Strictly Teesside – Mark Benton

Strictly Teesside

Acklam Hall’s grandeur is a far cry from Mark Benton’s Grangetown upbringing but the actor is relaxed enough to look quite at home as he lounges in the luxury of one of the magnificent hall’s meetings rooms.

But, as he explains, Teesside remains home for the actor fully three decades after he left it behind for the bright lights of London in search of his fame and fortune.

He found both but he has never forgotten his roots. You can take the man out of Teesside, but you can’t take Teesside out of the man.

“BBC Tees – proud of where we live,” he smiles, repeating his own catchphrase that’s played out endlessly on the local radio station.

But Mark, who lives near Hastings with wife Sarah and their three children, is sincere when asked if he really does feel pride in the place where he was born and raised. “Very proud, yeah,” he replies. “I love coming back up here. Although my home is with my wife and kids on the south coast, there is always a sense of this being where I’m from.

“I know I’m back when I’m on the Parkway at night and I see the Blade Runner lights of the chemical works. That’s always a sort of ‘I’m home’ feeling.”

Mark is back on Teesside visiting his family during a short break from filming in Manchester where he is working on Rat Burger, an adaption of a David Walliams book that will be screened on Sky next Christmas.

The role has helped put behind him the disappointment of discovering that The Halcyon, the ITV show in which he played a war-time hotel porter, has been axed after only one series.

He doesn’t try to hide his regret at the decision. “I was really disappointed but we were all gutted about it,” he says. “It’s a real shame because it was a lovely job and the plan was for it to last for five years.”

Mark has become a familiar face on British TV over the past 20 years. He has starred alongside Vic Reeves and his fellow Teessider Bob Mortimer on both off-beat sitcom Catterick and their remake of Randall and Hopkirk (Deceased), for eight years he played alongside another Teessider and long-term friend, Liz Carling in sitcom Barbara, and he’s played memorable roles in TV shows such as Waterloo Road and Early Doors.

But perhaps his fame reached new levels when breaking out of acting for a series of quirky Nationwide TV adverts (where he coined a phrase “Brand new customers only”) and then showed off his best moves when competing in Strictly Come Dancing.

While he had to leave Teesside to break into the acting world, his heart remains on Teesside. And he returns to join it whenever he can. His mother has passed away but his father, sister Dawn and brother Ian remain on Teesside, as do several friends.

— INFORMATION PROVIDED —
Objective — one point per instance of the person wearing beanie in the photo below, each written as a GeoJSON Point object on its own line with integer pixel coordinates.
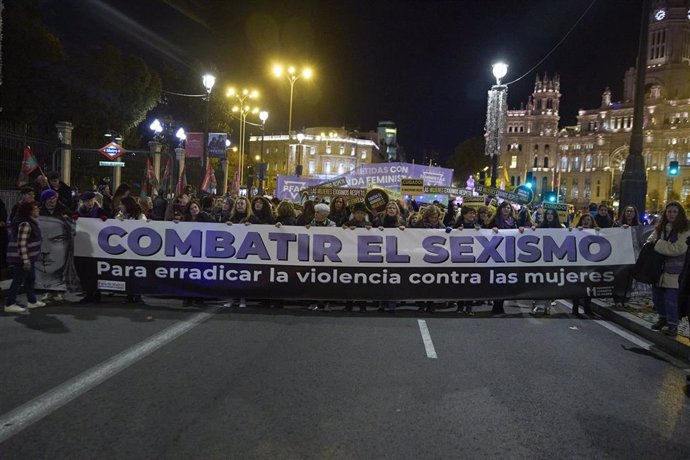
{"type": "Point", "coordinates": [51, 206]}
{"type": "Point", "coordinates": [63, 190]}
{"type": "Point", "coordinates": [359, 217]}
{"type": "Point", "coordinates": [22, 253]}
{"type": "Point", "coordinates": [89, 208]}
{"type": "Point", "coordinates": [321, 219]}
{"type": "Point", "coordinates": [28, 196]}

— OBJECTIVES —
1) Revise the Mark Benton profile, starting at the words "Acklam Hall’s grandeur" and ending after "hall’s meetings rooms.", and substitute "Middlesbrough" for "Grangetown".
2) Extend the Mark Benton profile with new text that picks up directly after its final sentence.

— ANSWER SET —
1)
Acklam Hall’s grandeur is a far cry from Mark Benton’s Middlesbrough upbringing but the actor is relaxed enough to look quite at home as he lounges in the luxury of one of the magnificent hall’s meetings rooms.

2)
The son of an ICI tanker driver, Mark was born in Guisborough but he is a Grangetown lad through and through, explaining: “The only reason I was born in Guisborough is because there was no room at Middlesbrough General. We actually lived in South Bank till I was about two or three but Grangetown is where I grew up until Mam and Dad moved to Eston when I was about 15.

“I loved growing up in Grangetown. Even back then it was regarded as a rough area, but when it’s all you know it doesn’t necessarily feel rough. I knew who the hard lads were, I knew who to avoid – they didn’t bother me because I didn’t bother them.

“I had a great childhood. Mum and Dad were brilliant parents. Weekends and holidays I’d be up in the morning, out on my bike, back for dinner, out on my back again, back for tea and out again on my bike, come back about ten o’clock and go to bed.

“We climbed Roseberry Topping, went up the hills to Eston Nab and I used to cycle to Redcar with my mate, Shaun.”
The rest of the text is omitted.